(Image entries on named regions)
────────────────────────────────────────

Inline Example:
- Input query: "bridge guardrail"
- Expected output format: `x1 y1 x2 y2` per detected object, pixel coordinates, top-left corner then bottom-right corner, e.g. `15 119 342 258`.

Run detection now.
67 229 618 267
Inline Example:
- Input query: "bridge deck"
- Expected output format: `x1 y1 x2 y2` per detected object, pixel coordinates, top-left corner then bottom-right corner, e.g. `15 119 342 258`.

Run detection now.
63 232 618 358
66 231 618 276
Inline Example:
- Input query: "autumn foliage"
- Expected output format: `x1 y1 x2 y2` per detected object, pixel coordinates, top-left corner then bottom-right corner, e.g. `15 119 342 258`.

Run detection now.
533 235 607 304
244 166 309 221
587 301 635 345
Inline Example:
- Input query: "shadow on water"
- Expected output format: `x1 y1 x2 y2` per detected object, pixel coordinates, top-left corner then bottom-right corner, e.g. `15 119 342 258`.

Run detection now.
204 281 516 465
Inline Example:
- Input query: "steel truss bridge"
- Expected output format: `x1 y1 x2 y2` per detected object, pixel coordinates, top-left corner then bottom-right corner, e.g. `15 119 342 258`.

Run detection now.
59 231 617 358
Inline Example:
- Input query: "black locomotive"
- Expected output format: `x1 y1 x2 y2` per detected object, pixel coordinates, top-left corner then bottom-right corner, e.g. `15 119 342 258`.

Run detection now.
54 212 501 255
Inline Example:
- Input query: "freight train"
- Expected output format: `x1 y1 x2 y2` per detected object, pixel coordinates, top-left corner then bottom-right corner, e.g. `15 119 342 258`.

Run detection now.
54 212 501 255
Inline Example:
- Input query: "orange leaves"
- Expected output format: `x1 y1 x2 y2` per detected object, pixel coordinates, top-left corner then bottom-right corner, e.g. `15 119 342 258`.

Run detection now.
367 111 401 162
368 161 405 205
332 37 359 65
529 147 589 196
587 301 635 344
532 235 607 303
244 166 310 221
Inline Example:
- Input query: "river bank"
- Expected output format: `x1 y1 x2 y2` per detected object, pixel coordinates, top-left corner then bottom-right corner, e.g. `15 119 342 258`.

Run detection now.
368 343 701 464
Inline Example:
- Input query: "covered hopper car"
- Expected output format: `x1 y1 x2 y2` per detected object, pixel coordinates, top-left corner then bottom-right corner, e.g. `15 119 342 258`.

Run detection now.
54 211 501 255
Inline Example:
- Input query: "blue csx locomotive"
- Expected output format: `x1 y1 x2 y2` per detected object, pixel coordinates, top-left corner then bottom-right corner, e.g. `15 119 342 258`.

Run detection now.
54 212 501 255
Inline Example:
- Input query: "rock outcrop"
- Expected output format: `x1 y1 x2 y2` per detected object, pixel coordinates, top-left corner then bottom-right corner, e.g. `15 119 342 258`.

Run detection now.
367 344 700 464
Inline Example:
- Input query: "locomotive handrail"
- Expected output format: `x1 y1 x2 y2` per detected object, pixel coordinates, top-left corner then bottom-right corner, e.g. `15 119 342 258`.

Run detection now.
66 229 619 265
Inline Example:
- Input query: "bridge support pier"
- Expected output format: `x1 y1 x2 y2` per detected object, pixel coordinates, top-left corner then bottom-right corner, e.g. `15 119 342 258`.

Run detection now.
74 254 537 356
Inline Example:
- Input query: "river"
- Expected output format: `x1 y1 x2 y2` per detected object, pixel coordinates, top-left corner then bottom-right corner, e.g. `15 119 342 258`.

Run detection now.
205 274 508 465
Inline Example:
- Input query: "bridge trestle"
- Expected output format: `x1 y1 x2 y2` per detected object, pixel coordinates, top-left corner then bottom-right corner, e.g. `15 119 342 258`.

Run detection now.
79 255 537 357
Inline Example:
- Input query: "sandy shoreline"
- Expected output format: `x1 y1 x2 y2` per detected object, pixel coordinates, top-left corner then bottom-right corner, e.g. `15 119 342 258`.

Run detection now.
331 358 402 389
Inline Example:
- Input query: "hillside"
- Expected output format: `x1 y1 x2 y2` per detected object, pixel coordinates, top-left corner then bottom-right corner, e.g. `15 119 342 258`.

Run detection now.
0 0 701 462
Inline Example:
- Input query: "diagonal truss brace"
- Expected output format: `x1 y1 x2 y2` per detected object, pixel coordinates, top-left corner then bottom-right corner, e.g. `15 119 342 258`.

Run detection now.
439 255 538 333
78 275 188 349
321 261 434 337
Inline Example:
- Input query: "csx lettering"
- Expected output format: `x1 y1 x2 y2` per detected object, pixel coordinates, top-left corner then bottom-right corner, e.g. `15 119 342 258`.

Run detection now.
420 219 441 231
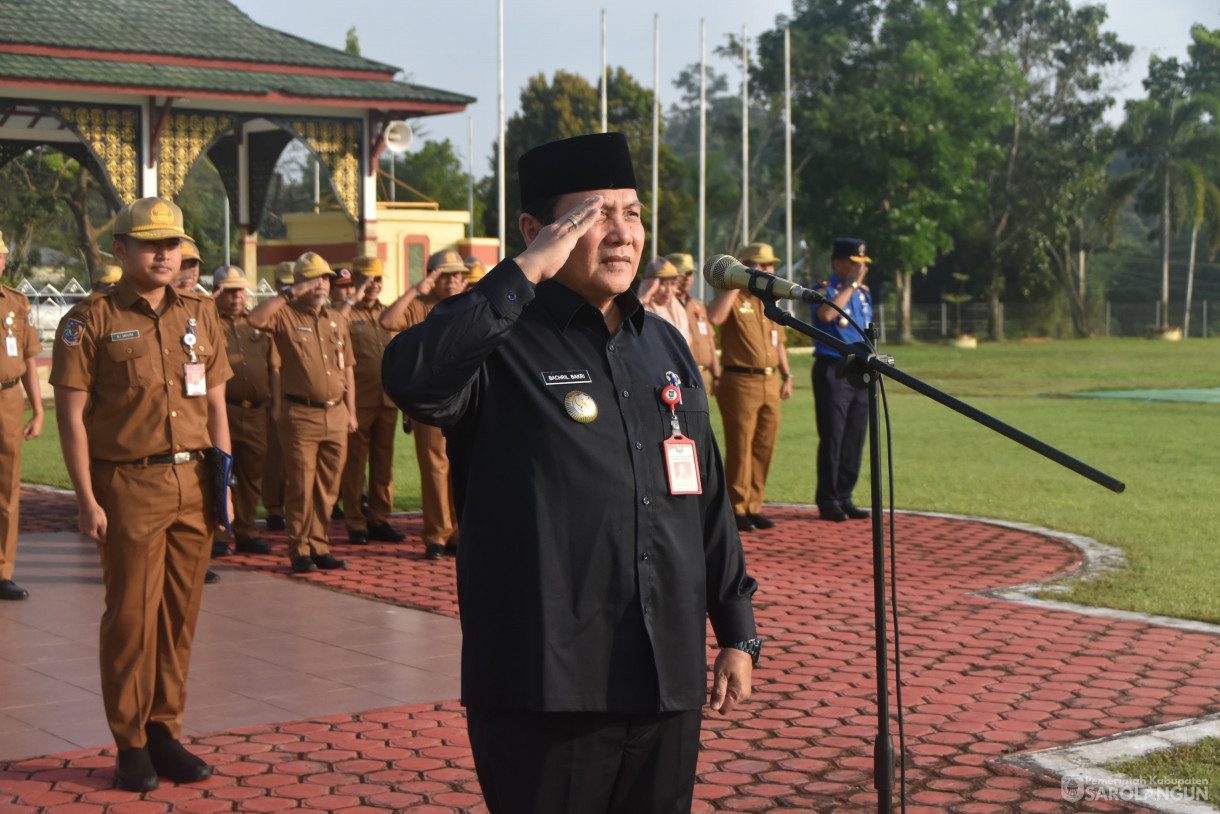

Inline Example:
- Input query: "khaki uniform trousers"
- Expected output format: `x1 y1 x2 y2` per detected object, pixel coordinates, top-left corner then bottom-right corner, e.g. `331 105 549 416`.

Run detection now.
716 370 780 514
0 388 24 580
262 417 288 517
89 460 215 749
343 406 399 531
226 404 271 539
411 420 458 546
281 402 348 556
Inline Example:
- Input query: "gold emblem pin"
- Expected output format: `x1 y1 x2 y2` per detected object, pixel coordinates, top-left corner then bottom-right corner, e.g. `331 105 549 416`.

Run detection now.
564 391 598 423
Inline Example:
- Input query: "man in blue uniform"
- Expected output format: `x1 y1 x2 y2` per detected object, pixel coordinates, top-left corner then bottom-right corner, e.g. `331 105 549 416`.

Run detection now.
809 238 872 521
382 133 759 814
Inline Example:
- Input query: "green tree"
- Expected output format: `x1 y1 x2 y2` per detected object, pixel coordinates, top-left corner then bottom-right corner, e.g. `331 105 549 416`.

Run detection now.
479 67 694 255
1107 56 1220 328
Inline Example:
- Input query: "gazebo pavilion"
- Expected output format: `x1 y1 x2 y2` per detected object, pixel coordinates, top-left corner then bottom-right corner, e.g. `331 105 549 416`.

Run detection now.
0 0 498 294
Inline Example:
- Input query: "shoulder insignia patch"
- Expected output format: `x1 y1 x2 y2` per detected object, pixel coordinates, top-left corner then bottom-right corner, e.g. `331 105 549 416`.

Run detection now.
63 320 84 345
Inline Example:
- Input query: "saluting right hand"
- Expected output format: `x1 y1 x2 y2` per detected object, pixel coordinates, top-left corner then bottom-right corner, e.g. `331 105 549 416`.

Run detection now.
516 195 601 283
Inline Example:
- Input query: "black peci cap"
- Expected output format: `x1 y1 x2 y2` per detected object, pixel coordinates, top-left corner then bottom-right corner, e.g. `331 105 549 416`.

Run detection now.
517 133 638 209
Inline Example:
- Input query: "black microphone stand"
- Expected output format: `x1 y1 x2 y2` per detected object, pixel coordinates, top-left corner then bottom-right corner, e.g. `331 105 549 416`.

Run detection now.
749 273 1126 814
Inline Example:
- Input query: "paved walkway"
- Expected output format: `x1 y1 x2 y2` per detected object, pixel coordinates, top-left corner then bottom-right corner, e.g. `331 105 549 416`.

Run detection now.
0 493 1220 814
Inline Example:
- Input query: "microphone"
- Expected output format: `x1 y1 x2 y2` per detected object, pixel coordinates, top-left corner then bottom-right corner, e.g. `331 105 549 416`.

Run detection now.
703 254 826 305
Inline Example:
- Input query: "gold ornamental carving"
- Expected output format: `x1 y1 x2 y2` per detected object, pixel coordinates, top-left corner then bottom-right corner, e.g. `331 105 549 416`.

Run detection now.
290 120 360 222
156 113 233 200
54 105 139 204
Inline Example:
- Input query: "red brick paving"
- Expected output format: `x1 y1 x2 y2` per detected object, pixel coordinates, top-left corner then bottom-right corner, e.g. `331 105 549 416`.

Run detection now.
0 491 1220 814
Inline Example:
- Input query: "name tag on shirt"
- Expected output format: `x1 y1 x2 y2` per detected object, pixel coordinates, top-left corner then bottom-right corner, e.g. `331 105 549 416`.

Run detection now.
540 370 593 387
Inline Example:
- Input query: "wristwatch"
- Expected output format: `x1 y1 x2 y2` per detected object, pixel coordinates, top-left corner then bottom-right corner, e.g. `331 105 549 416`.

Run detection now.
720 637 763 665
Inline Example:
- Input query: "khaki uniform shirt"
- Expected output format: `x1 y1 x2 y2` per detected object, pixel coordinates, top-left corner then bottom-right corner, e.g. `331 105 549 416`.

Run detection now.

────────────────────────────────────────

- Challenge: Extract each line of the data that contains the word "blue".

- Finished answer:
- Input query: "blue csx locomotive"
- Input query: "man in blue uniform"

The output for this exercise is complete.